WHAT YOU WILL DO:
1. Pull out every line of the entries that contains the string "train".
2. Please write what follows in the passage on the hypocrite's only care, starting right after its last line.

A worm, a gnat, a fly, a hair, a seed of a raison, a skin of a grape Re: A Cabinet of Jewels, Chapters one and two

The hypocrite's only care

(Thomas Brooks, "A Cabinet of Choice Jewels" 1669)

The hypocrite's only care is to keep his outward life
from defilement. But the sincere Christian's care is mainly
to keep his heart from defilement; for he very well knows,
that if he can but keep his heart clean—he shall with more
ease keep his life clean. If the fountain is kept pure—the
streams will run pure. The heart is the spring of all actions,
and therefore every action is as the spring is, from whence
it flows; if the spring is good—the action is good which flows
from it; if the spring is evil, the action is evil which flows
from it.

Hypocrites are all for the outside; they wash the platters
and the cups, and beautify the tombs—like an adulteress
whose care is to paint a fair face upon a foul heart.

But a sincere Christian, though he has a great concern for
the well-ordering of his outward life—yet his main business
and work is about his heart—
"Oh that this ignorant heart were but more enlightened!

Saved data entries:

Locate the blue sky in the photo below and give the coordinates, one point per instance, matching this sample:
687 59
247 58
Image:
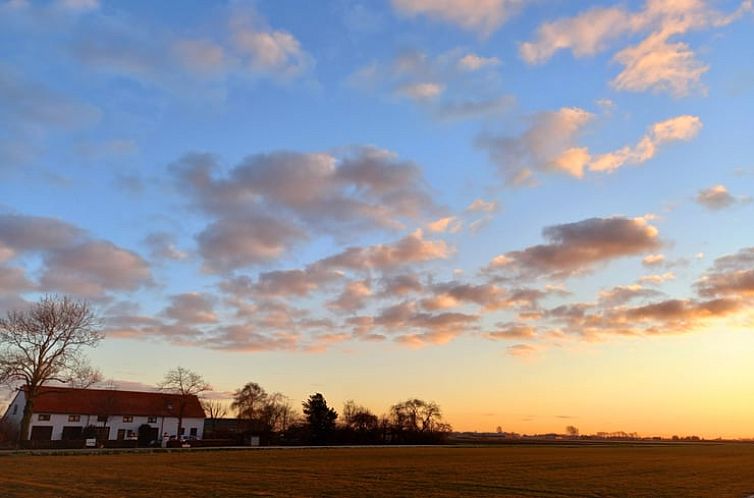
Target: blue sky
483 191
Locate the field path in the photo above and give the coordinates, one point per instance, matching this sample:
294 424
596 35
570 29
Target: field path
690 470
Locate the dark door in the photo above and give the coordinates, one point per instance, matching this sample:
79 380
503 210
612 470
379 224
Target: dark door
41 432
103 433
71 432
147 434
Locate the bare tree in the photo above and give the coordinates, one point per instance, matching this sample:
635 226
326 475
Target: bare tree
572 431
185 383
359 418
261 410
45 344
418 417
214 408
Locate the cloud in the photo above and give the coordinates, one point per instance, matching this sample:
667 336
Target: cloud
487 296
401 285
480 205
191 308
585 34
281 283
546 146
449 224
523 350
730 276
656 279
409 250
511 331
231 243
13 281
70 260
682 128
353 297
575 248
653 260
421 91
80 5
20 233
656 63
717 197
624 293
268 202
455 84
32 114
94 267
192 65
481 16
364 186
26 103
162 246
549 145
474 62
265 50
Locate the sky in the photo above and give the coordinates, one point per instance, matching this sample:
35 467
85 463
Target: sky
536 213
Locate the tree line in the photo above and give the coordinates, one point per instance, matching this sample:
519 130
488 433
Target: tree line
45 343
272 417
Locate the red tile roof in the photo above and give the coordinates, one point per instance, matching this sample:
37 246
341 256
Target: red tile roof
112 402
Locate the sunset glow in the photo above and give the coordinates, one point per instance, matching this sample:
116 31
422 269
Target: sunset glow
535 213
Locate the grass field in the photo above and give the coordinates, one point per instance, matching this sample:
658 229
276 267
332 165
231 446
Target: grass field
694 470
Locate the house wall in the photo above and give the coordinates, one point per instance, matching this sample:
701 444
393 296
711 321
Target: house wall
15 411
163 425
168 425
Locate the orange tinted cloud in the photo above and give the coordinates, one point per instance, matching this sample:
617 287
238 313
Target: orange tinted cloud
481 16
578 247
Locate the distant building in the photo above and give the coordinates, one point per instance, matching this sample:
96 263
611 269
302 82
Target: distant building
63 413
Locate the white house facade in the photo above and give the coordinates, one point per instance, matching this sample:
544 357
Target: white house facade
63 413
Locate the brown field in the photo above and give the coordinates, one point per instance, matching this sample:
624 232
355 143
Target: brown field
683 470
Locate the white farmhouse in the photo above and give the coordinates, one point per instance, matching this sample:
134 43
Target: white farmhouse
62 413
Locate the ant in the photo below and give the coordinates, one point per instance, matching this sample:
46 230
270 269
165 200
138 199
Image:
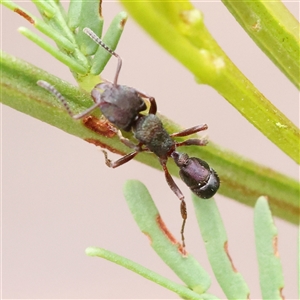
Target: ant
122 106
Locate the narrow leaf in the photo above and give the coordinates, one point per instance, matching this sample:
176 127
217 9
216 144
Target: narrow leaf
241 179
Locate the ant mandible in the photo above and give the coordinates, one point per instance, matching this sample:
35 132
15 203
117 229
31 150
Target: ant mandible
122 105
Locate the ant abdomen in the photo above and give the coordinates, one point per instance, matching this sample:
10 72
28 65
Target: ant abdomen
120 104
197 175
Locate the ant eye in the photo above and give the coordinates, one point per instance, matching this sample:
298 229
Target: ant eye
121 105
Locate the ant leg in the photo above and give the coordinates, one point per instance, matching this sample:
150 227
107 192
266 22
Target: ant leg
* * *
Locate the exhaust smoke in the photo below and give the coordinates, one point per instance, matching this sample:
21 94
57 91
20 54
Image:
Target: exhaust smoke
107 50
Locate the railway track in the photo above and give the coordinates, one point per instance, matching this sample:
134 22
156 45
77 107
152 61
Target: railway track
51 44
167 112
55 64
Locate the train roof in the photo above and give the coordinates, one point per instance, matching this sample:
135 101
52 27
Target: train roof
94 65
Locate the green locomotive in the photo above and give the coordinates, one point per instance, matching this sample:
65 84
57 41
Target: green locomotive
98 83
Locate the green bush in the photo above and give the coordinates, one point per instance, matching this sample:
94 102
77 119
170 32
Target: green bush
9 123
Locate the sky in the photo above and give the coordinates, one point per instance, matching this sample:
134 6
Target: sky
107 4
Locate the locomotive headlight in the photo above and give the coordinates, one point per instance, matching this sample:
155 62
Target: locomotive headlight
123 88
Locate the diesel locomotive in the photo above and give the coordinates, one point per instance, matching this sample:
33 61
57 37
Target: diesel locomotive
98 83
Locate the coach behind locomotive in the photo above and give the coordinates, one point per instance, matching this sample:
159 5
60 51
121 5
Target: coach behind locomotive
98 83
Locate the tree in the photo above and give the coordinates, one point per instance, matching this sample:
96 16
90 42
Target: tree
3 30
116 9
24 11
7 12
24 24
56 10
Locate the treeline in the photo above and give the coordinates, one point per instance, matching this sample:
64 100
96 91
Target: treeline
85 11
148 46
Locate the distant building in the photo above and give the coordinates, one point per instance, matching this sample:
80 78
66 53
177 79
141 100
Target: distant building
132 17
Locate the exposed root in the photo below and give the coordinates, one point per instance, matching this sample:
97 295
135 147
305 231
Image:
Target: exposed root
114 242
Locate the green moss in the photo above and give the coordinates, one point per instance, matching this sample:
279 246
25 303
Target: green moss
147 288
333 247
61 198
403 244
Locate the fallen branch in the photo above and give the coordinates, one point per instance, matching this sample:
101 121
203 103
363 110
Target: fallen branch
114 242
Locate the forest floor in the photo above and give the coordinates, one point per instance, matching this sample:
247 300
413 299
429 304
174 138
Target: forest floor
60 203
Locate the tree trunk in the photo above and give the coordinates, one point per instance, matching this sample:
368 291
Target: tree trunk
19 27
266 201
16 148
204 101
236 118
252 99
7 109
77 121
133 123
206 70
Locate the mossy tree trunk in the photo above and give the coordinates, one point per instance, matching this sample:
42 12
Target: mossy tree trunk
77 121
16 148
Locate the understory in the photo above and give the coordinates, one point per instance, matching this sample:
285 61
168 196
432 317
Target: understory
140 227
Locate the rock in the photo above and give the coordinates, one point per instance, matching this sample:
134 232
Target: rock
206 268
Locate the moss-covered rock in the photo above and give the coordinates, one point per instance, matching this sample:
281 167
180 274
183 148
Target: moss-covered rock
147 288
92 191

ANSWERS IN ORDER:
1.
Locate the train roof in the photo above and give the coordinates, one point per instance, matching this sample:
Target: train roof

2.
 Oh that this proud heart were but more humble!
 Oh that this profane heart were but more holy!
 Oh that this earthly heart were but more heavenly!
 Oh that this unbelieving heart were but more believing!
 Oh that this passionate heart were but more meek!
 Oh that this carnal heart were but more spiritual!
 Oh that this vain heart were but more serious!
 Oh that this dull heart were but more quickened!
 Oh that this dead heart were but more enlivened!
 Oh that this lukewarm heart were but more zealous
for God, and Christ, and the gospel, and the great
concerns of eternity!"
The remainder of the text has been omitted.